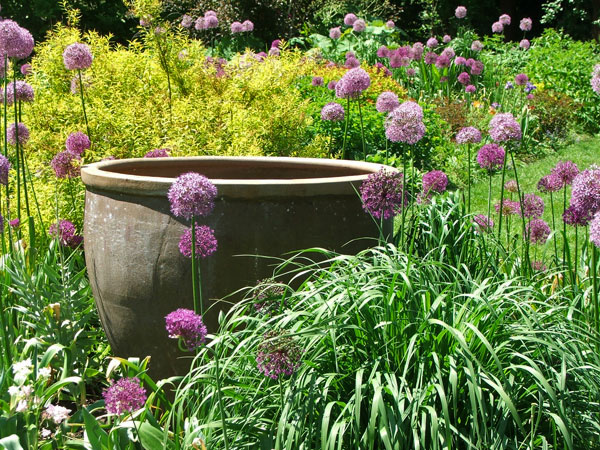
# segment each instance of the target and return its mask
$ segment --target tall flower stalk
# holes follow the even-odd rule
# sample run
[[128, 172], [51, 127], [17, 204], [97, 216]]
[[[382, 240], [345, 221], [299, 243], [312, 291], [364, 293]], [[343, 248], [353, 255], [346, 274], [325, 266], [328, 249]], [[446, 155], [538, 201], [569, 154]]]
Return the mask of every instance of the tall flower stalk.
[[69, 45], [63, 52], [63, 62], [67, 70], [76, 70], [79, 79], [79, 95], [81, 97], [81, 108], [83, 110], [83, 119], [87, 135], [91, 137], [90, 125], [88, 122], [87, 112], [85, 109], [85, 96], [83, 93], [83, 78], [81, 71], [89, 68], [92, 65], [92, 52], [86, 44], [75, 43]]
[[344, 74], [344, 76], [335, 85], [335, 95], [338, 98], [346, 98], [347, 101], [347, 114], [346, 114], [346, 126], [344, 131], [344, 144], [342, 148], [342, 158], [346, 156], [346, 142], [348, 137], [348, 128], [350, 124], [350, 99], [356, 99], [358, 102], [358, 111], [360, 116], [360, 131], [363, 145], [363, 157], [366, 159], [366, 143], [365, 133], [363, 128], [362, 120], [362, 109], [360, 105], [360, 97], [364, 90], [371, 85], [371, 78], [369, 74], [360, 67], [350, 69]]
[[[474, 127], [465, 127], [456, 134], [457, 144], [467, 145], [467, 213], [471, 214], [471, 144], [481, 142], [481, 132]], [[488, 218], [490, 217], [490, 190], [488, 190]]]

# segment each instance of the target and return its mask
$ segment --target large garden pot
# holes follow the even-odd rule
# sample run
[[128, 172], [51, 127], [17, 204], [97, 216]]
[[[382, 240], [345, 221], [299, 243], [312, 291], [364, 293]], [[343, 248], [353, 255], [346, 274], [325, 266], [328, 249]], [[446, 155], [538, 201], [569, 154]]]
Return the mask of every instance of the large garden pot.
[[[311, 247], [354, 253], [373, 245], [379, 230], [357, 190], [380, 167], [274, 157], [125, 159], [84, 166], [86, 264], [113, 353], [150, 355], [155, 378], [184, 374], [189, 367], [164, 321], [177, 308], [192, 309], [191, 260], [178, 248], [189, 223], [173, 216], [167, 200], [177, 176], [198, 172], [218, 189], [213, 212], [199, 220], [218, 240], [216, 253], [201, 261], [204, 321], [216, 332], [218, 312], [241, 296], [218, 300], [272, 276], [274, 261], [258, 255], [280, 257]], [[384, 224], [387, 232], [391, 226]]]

━━━━━━━━━━━━━━━━━━━━━━━━━━━━━━

**Exercise directions**
The expected response is every entry above, repeated exactly, pictures removed.

**Output of the exercise**
# segment each instance of the target and return its mask
$ segment --target tall flower stalk
# holes follow the even-odd rule
# sample run
[[128, 172], [51, 127], [17, 204], [97, 216]]
[[[382, 240], [345, 221], [299, 243], [312, 291], [364, 293]], [[343, 248], [353, 255], [346, 274], [325, 266], [328, 249]], [[446, 155], [538, 201], [569, 154]]]
Return the mask of every instance of the tall flower stalk.
[[69, 45], [63, 52], [63, 62], [67, 70], [76, 70], [79, 79], [79, 95], [81, 97], [81, 108], [83, 110], [83, 119], [87, 135], [91, 137], [90, 125], [88, 122], [87, 112], [85, 109], [85, 96], [83, 93], [83, 78], [81, 71], [89, 68], [92, 65], [92, 52], [86, 44], [75, 43]]
[[344, 74], [344, 76], [335, 85], [335, 95], [338, 98], [346, 98], [347, 101], [347, 114], [346, 114], [346, 126], [344, 131], [344, 144], [342, 148], [342, 158], [346, 156], [346, 142], [348, 137], [348, 128], [350, 124], [350, 99], [356, 99], [358, 102], [358, 111], [360, 116], [360, 131], [363, 145], [363, 157], [366, 159], [366, 143], [365, 133], [363, 128], [362, 120], [362, 109], [360, 105], [360, 97], [364, 90], [371, 85], [371, 78], [369, 74], [360, 67], [350, 69]]
[[[474, 127], [465, 127], [456, 134], [457, 144], [467, 145], [467, 213], [471, 214], [471, 144], [481, 142], [481, 132]], [[488, 218], [490, 217], [490, 190], [488, 190]]]

# segment each instance of the target and return its mask
$ segment --target large garden pot
# holes follow the even-odd rule
# sample run
[[128, 172], [51, 127], [17, 204], [97, 216]]
[[[382, 240], [345, 221], [299, 243], [312, 291], [364, 293]], [[343, 248], [353, 255], [346, 274], [325, 266], [328, 249]], [[446, 155], [538, 201], [569, 154]]]
Return the mask of every instance of the large garden pot.
[[[311, 247], [354, 253], [373, 245], [379, 230], [357, 190], [380, 167], [274, 157], [125, 159], [84, 166], [86, 264], [113, 353], [150, 355], [155, 378], [184, 374], [189, 367], [164, 321], [177, 308], [192, 309], [191, 260], [178, 248], [189, 223], [173, 216], [167, 200], [177, 176], [198, 172], [218, 189], [213, 212], [199, 220], [218, 240], [216, 253], [201, 261], [204, 321], [216, 332], [218, 312], [241, 296], [218, 300], [272, 276], [274, 261], [258, 255], [280, 257]], [[384, 224], [387, 232], [391, 226]]]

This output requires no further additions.